Collected data entries:
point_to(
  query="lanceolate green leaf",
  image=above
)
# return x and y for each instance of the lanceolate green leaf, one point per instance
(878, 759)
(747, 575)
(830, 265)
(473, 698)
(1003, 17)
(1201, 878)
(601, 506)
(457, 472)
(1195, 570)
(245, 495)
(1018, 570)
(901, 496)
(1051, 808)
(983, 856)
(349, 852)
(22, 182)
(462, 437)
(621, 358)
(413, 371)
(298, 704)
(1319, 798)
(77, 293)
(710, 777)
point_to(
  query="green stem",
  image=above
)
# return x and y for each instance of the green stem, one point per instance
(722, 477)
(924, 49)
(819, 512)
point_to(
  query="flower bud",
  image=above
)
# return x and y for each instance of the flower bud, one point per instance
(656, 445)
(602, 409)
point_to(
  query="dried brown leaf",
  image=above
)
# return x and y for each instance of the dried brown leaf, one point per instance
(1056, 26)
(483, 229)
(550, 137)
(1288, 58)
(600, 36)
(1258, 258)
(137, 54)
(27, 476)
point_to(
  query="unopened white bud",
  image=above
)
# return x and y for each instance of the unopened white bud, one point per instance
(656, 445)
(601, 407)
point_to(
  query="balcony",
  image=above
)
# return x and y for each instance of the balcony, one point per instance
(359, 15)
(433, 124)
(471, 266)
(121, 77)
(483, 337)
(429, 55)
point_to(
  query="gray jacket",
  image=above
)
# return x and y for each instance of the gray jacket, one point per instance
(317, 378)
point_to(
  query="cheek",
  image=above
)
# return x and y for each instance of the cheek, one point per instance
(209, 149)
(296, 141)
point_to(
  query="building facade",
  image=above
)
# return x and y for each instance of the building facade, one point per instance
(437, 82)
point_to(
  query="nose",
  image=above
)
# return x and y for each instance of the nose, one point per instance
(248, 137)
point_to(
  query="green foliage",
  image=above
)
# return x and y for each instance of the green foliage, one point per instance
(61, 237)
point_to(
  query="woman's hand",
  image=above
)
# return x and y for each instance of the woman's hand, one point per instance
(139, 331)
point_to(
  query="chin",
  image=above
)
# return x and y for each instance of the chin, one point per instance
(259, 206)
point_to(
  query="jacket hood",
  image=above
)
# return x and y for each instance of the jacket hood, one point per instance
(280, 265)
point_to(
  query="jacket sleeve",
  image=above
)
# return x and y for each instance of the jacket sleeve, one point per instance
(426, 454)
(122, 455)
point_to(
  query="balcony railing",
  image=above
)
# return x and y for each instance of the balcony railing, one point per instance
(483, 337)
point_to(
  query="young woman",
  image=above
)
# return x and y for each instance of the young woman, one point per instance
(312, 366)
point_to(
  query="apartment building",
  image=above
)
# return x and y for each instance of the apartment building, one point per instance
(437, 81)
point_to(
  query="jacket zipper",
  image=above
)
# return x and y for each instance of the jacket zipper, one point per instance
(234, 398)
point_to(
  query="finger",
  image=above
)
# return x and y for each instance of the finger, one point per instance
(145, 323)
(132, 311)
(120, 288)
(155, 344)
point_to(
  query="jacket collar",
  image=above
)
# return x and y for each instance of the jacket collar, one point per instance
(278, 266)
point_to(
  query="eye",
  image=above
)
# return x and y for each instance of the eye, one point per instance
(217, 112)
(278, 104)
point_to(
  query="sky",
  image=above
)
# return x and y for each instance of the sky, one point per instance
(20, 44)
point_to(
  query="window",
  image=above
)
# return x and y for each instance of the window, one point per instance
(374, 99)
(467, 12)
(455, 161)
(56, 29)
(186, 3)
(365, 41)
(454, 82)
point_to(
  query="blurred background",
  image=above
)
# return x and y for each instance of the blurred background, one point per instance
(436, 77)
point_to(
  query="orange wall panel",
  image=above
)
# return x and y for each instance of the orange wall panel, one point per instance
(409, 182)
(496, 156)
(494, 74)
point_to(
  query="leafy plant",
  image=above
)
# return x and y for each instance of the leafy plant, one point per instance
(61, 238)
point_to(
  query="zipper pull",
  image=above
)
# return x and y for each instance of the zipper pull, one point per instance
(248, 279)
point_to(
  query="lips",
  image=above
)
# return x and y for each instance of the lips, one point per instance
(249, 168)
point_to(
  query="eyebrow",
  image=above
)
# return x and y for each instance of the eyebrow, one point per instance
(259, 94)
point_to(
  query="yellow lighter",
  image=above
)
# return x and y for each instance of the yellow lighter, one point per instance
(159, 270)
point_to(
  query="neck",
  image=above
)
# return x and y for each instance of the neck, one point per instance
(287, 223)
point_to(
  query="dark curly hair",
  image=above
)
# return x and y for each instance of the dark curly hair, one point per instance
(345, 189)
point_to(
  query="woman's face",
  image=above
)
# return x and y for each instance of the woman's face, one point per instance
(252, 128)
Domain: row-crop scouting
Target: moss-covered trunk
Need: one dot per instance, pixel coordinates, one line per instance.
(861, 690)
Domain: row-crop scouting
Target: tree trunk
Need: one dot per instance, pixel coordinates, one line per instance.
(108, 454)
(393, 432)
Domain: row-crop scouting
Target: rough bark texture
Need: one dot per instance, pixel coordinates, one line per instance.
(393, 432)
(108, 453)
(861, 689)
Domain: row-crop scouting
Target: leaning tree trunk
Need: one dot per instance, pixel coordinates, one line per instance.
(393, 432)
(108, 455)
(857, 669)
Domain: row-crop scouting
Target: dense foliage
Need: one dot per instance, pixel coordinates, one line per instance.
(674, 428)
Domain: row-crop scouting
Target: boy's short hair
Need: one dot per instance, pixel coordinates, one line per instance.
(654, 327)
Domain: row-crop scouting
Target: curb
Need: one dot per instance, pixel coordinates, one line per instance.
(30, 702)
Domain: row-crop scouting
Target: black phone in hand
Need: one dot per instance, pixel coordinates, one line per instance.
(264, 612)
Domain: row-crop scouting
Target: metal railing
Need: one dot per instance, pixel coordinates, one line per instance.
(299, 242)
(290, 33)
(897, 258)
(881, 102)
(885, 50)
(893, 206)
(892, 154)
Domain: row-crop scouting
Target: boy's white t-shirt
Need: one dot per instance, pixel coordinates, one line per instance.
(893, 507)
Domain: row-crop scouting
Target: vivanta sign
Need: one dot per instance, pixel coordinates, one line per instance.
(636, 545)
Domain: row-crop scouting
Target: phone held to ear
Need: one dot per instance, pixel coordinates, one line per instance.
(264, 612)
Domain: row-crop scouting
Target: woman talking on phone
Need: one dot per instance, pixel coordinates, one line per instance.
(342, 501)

_Description of the task_
Please find each line in the records above that holds the word "phone", and copy it.

_Result below_
Target: black phone in hand
Target: phone held to ear
Target: woman talking on phone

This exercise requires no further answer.